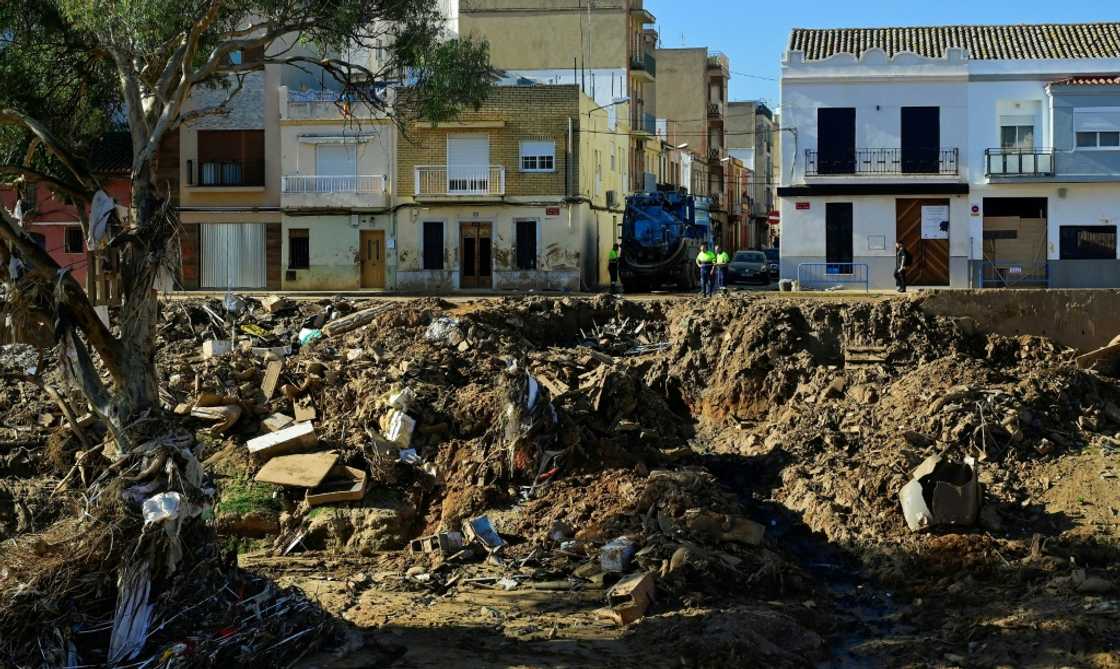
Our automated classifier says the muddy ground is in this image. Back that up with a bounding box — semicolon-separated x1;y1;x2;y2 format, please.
0;295;1120;668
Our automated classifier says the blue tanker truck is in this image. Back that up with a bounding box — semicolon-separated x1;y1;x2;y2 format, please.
618;192;711;292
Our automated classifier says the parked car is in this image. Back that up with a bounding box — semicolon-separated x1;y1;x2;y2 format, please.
763;249;782;279
727;251;769;286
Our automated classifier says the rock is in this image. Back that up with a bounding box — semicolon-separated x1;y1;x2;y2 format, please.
304;491;416;556
821;377;848;400
848;383;879;405
215;511;280;539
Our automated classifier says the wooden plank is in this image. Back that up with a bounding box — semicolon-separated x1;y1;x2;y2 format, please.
1077;340;1120;372
306;465;368;507
255;453;338;487
245;422;319;457
261;360;283;400
292;397;316;422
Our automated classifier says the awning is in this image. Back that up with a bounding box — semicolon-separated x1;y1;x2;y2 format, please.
299;132;379;145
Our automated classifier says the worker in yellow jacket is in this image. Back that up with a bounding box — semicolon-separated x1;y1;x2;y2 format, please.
697;244;716;297
716;244;731;292
607;242;622;294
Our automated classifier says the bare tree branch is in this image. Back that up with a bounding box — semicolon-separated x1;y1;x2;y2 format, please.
0;208;124;385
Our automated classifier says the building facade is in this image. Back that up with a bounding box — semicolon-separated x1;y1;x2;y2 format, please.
656;47;731;234
459;0;660;192
778;24;1120;288
395;85;628;291
727;101;778;249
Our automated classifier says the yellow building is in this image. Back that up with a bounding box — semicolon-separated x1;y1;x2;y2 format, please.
394;85;628;291
459;0;660;191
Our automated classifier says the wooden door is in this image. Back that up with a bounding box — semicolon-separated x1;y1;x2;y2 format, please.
824;202;855;275
895;199;951;286
459;222;494;288
361;230;385;288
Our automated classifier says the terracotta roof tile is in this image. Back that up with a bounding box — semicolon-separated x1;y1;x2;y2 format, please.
790;22;1120;61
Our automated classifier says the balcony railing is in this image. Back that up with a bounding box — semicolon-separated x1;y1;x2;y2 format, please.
280;174;385;194
196;160;264;187
805;149;960;177
631;112;657;134
983;149;1054;178
414;165;505;197
631;50;657;77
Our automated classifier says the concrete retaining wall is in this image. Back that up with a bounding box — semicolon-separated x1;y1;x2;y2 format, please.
920;289;1120;352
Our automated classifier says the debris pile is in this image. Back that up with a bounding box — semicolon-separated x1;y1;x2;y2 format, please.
0;296;1120;666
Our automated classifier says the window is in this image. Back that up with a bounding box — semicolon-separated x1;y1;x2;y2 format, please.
288;227;311;269
1077;131;1120;149
515;221;536;270
1060;225;1117;260
63;225;85;253
816;108;856;174
521;140;557;171
315;145;357;177
423;221;444;270
1073;106;1120;151
197;130;264;186
999;126;1035;150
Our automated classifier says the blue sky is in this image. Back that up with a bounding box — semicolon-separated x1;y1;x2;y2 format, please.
645;0;1120;104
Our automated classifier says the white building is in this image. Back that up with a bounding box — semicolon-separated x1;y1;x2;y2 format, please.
778;24;1120;288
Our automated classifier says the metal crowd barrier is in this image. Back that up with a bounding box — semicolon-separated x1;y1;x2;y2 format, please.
797;262;871;291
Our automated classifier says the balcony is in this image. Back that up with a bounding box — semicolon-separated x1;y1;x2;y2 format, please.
187;158;264;191
413;165;505;198
631;49;657;82
631;112;657;137
805;149;960;177
280;174;388;208
280;86;388;120
983;149;1054;180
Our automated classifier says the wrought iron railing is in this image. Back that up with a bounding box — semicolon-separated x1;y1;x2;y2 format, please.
280;174;385;194
983;149;1054;178
414;165;505;197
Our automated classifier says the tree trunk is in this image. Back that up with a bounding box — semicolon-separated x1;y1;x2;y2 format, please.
113;174;167;422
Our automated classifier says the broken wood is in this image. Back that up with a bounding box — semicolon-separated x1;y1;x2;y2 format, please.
246;422;319;457
305;465;368;507
255;453;338;487
261;360;283;400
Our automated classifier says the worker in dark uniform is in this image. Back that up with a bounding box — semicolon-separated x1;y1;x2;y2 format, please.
697;244;716;297
895;242;911;292
607;242;622;294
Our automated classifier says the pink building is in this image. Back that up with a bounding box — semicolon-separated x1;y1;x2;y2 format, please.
0;133;132;286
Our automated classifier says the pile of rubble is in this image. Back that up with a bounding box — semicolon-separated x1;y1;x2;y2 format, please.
0;296;1120;666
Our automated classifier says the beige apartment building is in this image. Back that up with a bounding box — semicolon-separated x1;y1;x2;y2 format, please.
727;100;778;249
395;85;627;291
459;0;660;192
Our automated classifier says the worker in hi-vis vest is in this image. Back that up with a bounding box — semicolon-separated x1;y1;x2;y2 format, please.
716;244;731;291
607;242;622;292
697;244;716;297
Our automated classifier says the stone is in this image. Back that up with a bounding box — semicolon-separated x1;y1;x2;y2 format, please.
203;340;233;360
246;422;318;457
304;490;416;557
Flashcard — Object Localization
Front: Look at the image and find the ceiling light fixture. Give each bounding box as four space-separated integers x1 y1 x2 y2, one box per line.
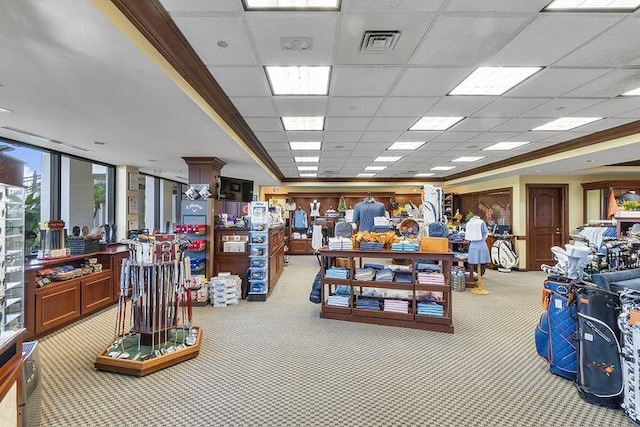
373 156 402 162
282 116 324 130
387 141 426 150
409 116 464 130
531 117 603 130
289 142 322 150
482 141 531 151
264 67 331 95
451 156 484 163
293 156 320 163
449 67 542 95
544 0 640 10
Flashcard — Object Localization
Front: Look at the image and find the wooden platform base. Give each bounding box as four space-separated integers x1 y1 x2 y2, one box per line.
94 326 202 377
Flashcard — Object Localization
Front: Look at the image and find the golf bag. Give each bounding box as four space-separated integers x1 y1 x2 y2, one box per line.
574 284 623 408
535 280 576 380
618 290 640 425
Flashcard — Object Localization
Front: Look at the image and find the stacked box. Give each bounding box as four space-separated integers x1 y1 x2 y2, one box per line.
209 273 242 307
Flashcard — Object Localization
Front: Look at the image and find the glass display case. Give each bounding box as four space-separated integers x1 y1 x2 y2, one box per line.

▸ **INSTRUCTION**: Could you reproduce the material above, starting at the line that contains "Our automated classifier says the worker in yellow" and ending after the line that contains "727;101;778;249", with "bare tree branch" swapped out for "leafless branch" and nothing else altered? Return only those lines.

▸ **REPLY TO THE TASK**:
Our automated classifier says the worker in yellow jacket is in this image. Back that up with a bounding box — semicolon-separated x1;y1;x2;y2 format, please.
697;244;716;297
716;244;731;292
607;242;622;294
Our automated classifier says the leafless branch is in this image. Back that up with a bounding box — semicolon-separated x1;y1;x2;y2 format, please.
0;208;124;385
Our automated classifier says the building facade is in this image. Back that up with a bounding box — semicolon-separated x1;y1;x2;y2 format, please.
656;47;731;234
459;0;660;192
778;24;1120;288
395;85;628;291
727;101;778;249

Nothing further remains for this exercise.